Bar Works is a New York City company that provides shared office space in former bar and restaurant premises, and offers investors the opportunity to buy and leaseback individual desks within the premises for a 10 year period at a minimum cost of $25,000. It has been noted that elements of the investment program are akin to a Ponzi scheme.
Video Bar Works
Locations
The first Bar Works venue, at 47 West 39th Street, was opened at the end of October 2015 and had 200 work units, plus meeting and networking areas. Though superficially a shared office space, the venue was dependent on the coffee bar operating inside for revenue. Following the coffee bar's decision to pull out of the space, Bar Works announced in June 2017 that the location would be shutting down due to difficulties in otherwise generating business.
The second location in Manhattan's Times Square opened for business in February 2016. The Times Square space occupied 4,500 square foot with a capacity for 300 people. It shut down in early 2017 following difficulties attracting a steady client base.
In June 2016, Bar Works announced plans to open a 6,000 sq ft co-working space at Jack's Restaurant in San Francisco after acquiring the freehold to the second oldest restaurant in the city. Following difficulties attracting business in this location, in May 2017 it was announced that the building would be converted from a co-working space into a restaurant unaffiliated with Bar Works.
Maps Bar Works
Bar Works Investment
Bar Works offers the public opportunities to buy workspaces, starting at $25,000 each, which are then leased back to Bar Works for a period of 10 years. The leaseback investment offers guaranteed returns of 14% per annum. In response to skepticism of such high guaranteed returns over such a long period of time, Bar Works hired unnamed auditors to review the company, who described the business model as "bomb-proof".
Payment problems and legal issues
In April 2017 Bar Works issued a statement to investors describing "difficulties with its banking facilities", alluding to disruptions in investment returns in the foreseeable future.
In May 2017 Bar Works issued a statement to investors informing them that their monthly lease payments would again be delayed due to "productive restructuring". CEO Franklin Kinard reached out to investors later in the month stating that he believes payments would resume after June 1. In order to reassure investors that Bar Works workspaces are operating and not empty, Kinard also described the company's efforts to provide "video feeds of the activity in our buildings", an uncommon practice in the shared workspace industry. Kinard resigned from his position and left Bar Works before the end of May 2017.

DATA LINES

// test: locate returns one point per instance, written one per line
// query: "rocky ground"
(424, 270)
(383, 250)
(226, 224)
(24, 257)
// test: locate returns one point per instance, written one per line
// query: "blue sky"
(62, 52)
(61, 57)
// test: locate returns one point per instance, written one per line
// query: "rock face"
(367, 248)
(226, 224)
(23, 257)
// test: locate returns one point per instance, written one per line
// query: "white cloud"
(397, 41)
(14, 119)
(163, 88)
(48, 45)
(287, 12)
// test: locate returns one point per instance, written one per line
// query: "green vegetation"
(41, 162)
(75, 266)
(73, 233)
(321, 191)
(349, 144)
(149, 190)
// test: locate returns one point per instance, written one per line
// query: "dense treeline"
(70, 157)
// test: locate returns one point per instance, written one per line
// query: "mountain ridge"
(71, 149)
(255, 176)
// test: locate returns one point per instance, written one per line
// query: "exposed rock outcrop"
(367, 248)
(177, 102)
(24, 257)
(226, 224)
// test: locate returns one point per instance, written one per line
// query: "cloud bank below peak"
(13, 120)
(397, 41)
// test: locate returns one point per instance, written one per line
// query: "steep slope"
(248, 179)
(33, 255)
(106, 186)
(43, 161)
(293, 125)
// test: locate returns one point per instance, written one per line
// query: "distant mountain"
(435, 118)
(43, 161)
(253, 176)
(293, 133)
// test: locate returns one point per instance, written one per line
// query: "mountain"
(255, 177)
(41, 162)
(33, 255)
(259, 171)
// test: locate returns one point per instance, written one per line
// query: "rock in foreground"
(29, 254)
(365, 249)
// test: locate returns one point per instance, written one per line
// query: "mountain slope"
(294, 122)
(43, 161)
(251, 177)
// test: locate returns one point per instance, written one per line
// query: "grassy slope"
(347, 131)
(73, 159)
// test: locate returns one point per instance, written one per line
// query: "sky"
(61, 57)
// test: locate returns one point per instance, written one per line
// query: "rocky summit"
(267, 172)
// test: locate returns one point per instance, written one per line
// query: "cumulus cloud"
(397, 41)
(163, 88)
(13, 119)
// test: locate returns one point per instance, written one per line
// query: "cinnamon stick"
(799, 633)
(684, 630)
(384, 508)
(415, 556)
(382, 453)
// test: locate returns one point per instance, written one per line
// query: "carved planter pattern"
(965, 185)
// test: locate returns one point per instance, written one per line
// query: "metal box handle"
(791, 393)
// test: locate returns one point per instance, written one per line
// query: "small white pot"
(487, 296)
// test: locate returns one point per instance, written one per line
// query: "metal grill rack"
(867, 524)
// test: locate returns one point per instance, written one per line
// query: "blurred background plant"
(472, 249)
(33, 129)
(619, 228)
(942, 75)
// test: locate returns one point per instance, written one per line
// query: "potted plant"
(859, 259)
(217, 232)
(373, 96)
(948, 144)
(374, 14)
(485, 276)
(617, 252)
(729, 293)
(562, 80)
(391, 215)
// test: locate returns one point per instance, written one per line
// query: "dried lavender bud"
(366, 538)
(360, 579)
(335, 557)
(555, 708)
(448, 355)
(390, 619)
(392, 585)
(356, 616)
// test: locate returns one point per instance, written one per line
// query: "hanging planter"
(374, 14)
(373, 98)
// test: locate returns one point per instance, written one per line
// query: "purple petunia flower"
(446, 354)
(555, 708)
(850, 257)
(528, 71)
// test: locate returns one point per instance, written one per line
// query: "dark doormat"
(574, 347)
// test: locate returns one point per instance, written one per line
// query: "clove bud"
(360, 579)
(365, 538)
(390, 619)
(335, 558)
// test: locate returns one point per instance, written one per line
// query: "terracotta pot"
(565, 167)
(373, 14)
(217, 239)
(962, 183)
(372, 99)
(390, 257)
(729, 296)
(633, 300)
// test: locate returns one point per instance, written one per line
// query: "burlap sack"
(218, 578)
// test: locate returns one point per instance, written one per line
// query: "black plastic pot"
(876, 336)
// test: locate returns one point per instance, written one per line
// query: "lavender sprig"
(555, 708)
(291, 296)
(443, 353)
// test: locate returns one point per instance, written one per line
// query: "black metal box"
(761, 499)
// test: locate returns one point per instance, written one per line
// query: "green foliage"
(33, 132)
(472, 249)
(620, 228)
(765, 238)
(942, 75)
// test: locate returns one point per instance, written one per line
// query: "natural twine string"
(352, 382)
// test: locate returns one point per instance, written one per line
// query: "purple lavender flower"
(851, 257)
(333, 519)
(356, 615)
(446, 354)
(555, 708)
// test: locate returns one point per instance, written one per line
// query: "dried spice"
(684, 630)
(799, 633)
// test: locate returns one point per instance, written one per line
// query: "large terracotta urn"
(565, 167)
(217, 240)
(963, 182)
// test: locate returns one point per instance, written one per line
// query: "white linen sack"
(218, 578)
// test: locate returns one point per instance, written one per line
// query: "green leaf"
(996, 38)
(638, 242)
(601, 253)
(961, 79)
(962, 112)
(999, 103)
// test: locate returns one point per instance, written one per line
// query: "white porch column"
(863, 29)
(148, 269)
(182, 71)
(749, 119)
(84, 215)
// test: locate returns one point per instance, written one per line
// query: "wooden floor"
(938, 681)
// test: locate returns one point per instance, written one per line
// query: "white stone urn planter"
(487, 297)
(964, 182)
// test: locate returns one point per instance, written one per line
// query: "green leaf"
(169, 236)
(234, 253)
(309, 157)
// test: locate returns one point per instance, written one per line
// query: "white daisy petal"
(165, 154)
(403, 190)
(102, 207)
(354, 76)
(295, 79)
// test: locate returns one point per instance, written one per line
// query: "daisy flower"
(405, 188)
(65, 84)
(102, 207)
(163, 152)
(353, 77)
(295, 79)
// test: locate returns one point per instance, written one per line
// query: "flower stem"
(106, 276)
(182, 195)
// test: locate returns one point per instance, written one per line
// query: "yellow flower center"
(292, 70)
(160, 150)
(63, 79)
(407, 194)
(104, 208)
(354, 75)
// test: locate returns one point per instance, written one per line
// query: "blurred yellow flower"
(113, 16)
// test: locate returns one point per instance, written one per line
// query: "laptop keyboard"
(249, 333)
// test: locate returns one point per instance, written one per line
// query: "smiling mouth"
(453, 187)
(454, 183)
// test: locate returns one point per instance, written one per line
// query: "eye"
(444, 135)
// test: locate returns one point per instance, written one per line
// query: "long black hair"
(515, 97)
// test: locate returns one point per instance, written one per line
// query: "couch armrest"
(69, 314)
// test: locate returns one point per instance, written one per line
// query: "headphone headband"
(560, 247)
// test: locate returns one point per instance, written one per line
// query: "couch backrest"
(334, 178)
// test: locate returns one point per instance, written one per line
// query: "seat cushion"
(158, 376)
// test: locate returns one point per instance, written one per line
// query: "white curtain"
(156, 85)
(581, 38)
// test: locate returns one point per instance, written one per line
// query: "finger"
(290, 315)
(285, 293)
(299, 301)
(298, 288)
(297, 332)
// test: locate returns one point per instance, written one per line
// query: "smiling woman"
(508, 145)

OBJECTIVE
Could you reproduce, word for word, the part of the Bar Works text starting at "The second location" and ending at "with Bar Works."?

EXERCISE RESPONSE
The second location in Manhattan's Times Square opened for business in February 2016. The Times Square space occupied 4,500 square foot with a capacity for 300 people. It shut down in early 2017 following difficulties attracting a steady client base.
In June 2016, Bar Works announced plans to open a 6,000 sq ft co-working space at Jack's Restaurant in San Francisco after acquiring the freehold to the second oldest restaurant in the city. Following difficulties attracting business in this location, in May 2017 it was announced that the building would be converted from a co-working space into a restaurant unaffiliated with Bar Works.